[PROMPT]: Can you copy all of the material below line for line, keeping every character unchanged?

[RECORDS TO PROCESS]:
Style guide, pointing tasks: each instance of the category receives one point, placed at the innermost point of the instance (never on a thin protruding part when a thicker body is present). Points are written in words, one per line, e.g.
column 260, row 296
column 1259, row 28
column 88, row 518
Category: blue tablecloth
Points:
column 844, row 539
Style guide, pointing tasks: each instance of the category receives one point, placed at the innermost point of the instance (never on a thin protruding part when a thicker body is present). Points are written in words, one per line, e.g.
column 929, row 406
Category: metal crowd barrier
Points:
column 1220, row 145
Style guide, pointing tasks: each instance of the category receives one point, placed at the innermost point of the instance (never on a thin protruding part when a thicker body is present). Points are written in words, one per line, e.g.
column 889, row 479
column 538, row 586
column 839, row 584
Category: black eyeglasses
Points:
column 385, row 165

[SOLVED PROBLEM]:
Style guide, pointing tasks: each instance of the category receives one point, placed at the innermost point of the instance (never on a thin protruding part when a thicker body is present). Points are written in words, one per line, e.g.
column 260, row 296
column 1259, row 28
column 88, row 518
Category: blue tablecloth
Points:
column 844, row 539
Style guide, pointing tasks: each instance of the category receives one point, placed at the innermost point of the instance (never on a thin protruding part when a thicker body is present). Points are written in words, one per line, e.g.
column 929, row 406
Category: metal crowd barrier
Points:
column 1220, row 145
Style guide, pointing tasks: each instance of the category receives one point, placed at the innermost point of the instance (never on a thin protruding part when a thicker body is present). Points are written in words, one per line, e.g.
column 889, row 479
column 538, row 586
column 839, row 584
Category: black eyeglasses
Points:
column 385, row 165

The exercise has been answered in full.